=== Record excerpts ===

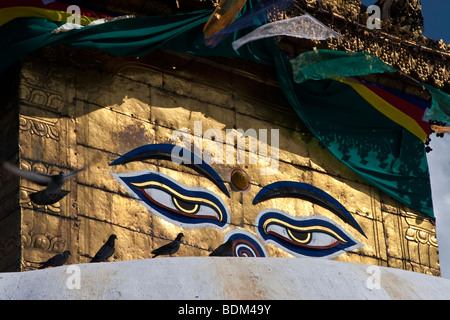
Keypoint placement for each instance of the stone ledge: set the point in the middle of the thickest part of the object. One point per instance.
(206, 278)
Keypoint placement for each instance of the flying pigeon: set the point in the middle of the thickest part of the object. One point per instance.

===
=== Record excerpts ===

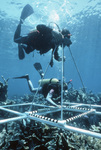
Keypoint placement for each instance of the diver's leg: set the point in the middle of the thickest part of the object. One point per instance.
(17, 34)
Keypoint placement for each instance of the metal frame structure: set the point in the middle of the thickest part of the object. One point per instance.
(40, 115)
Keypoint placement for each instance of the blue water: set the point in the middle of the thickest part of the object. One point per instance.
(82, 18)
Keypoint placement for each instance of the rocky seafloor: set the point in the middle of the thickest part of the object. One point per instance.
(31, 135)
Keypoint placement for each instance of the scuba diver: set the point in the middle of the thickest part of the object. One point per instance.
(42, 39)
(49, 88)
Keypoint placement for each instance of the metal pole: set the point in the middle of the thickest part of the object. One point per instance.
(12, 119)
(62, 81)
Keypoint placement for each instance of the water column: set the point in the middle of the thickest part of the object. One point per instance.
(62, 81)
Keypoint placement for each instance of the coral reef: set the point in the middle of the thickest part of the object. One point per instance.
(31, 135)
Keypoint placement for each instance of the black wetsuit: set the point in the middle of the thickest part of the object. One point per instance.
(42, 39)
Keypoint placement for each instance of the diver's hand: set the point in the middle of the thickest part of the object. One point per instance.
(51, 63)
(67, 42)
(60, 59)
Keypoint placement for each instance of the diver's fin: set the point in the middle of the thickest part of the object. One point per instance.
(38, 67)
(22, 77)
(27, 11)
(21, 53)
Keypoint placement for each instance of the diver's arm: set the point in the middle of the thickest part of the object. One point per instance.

===

### Set problem
Copy out again the lines starting with the one containing "Keypoint placement for each instance of the diver's fin: set" and going on through the one containing "Keypoint placement for each instance of the diver's arm: set", with both of those lines included.

### Response for this exercise
Keypoint placement for each instance of the diver's fin: set the point in the middle of the thickest part of the object. One point per instance.
(38, 67)
(22, 77)
(27, 11)
(21, 53)
Keypoint placement for each instance of the diver's arm: set the point in the middle of the thickest part of the object. One point per instance.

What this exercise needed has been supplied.